* EXERCISE BRIEF
Each of the records must appear again, exactly as it was written.

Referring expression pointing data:
- - - -

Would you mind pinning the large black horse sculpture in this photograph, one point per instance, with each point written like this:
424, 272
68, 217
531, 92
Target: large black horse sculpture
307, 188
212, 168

- - - -

* ANSWER SECTION
Would you mind pinning the large black horse sculpture in this photograph, one point per instance, with each point written like this:
424, 272
68, 217
531, 92
Target: large black horse sculpture
307, 188
212, 168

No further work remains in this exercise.